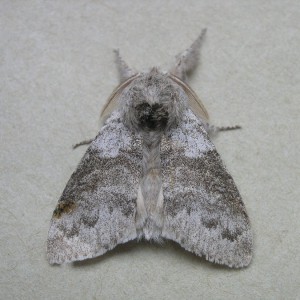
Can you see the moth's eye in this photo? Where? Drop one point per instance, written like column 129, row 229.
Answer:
column 151, row 117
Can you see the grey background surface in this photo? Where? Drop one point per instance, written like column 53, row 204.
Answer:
column 57, row 71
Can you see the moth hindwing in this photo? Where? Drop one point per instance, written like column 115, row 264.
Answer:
column 153, row 173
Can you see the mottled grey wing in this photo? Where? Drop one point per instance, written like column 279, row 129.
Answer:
column 97, row 208
column 203, row 209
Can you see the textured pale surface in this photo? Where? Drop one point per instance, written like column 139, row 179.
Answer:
column 57, row 71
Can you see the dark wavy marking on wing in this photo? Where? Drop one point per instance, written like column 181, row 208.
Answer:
column 203, row 209
column 97, row 208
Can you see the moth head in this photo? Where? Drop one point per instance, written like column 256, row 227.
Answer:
column 152, row 102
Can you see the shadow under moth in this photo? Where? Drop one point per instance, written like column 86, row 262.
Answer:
column 152, row 173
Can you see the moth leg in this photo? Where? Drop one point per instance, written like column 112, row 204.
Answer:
column 85, row 142
column 214, row 130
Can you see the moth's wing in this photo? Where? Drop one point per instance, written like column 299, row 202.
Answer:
column 113, row 99
column 203, row 210
column 97, row 208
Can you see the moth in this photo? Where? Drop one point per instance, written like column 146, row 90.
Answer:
column 152, row 173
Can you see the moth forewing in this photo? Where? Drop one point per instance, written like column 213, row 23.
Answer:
column 152, row 172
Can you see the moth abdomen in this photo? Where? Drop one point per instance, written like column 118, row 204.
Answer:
column 152, row 117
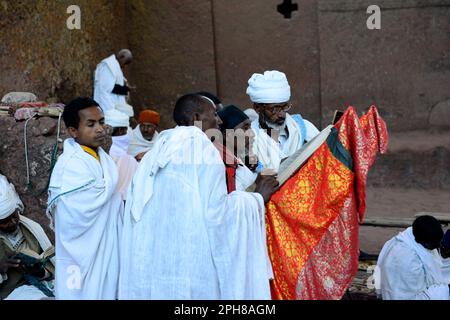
-----
Problem to solve: The lines holding the string "grey" are what is needed from the material above.

Reply to the task:
Can you see the grey background surface in this photo? Where? Drop one point per instance, written like column 53, row 204.
Can you see the mottled grey wing in this photo? Where? Drop one point per instance, written like column 279, row 129.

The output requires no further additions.